## STATED GOAL
Output the listing below verbatim, reproducing every line and character unchanged.

## DATA PROVIDED
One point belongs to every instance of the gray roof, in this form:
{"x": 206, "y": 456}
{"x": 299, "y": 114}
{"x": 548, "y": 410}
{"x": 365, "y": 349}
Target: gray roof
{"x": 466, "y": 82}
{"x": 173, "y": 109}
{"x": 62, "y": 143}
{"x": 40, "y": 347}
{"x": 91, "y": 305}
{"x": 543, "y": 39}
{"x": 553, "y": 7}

## THE ANSWER
One point belongs to every instance of the gray roof, in this form:
{"x": 206, "y": 456}
{"x": 299, "y": 114}
{"x": 548, "y": 410}
{"x": 365, "y": 349}
Target: gray roof
{"x": 466, "y": 82}
{"x": 173, "y": 109}
{"x": 62, "y": 143}
{"x": 40, "y": 347}
{"x": 91, "y": 305}
{"x": 543, "y": 39}
{"x": 553, "y": 7}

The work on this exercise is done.